To do
Set out the lines of the material below as a numbered list, from the line with "white garage door -> outlines" through the end of the material, leaving out any blank lines.

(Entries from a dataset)
● ● ● ●

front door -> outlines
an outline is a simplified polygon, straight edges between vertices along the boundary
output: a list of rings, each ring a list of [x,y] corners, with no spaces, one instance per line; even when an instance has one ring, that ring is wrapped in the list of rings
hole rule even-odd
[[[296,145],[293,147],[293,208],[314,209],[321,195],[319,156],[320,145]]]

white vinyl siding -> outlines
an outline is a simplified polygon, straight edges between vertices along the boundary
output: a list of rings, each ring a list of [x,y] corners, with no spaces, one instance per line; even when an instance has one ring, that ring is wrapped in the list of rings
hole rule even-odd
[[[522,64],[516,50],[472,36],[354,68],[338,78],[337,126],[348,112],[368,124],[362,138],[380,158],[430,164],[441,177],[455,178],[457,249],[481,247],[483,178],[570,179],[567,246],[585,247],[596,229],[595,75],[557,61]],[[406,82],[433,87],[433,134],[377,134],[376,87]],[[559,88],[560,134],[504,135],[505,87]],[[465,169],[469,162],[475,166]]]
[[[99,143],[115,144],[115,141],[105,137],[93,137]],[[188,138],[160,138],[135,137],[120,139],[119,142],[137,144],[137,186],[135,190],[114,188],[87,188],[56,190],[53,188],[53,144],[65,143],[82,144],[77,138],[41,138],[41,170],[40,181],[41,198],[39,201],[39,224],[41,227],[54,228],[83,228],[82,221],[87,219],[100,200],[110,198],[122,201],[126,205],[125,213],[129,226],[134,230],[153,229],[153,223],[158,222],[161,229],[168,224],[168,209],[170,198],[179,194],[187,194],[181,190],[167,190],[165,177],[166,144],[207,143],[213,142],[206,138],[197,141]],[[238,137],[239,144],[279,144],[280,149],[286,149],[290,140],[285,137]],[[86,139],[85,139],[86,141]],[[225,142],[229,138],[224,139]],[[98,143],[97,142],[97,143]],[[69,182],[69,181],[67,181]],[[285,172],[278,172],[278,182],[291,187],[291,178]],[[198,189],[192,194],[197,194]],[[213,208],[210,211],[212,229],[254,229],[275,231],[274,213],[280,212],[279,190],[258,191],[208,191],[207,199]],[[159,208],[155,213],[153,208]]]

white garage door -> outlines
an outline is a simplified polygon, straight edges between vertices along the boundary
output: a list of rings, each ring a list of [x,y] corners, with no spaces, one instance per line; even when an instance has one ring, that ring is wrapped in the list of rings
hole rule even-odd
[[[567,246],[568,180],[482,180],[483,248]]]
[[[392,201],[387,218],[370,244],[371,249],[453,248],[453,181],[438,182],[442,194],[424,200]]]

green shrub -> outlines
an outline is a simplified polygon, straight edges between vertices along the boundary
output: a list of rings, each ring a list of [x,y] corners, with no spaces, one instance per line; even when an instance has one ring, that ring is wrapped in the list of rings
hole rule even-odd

● ● ● ●

Task response
1. white garage door -> outlines
2. an outline is a simplified polygon, straight edges between vertices along the boundary
3. output: a list of rings, each ring a list of [x,y] corners, with no spaces, one instance per line; even when an instance has one ring, that ring is wrapped in the list of rings
4. hole rule even-odd
5. [[[567,246],[568,180],[482,180],[483,248]]]
6. [[[392,201],[387,218],[370,244],[371,249],[453,248],[453,181],[438,182],[442,194],[424,200]]]
7. green shrub -> outlines
8. an outline is a simplified polygon, straight edges between vertices along the boundary
9. output: a list of rings, each ring a list of [x,y] corners, with no spaces, one instance per line; even when an instance has one ring, that ring is wrapped in the list of rings
10. hole rule even-odd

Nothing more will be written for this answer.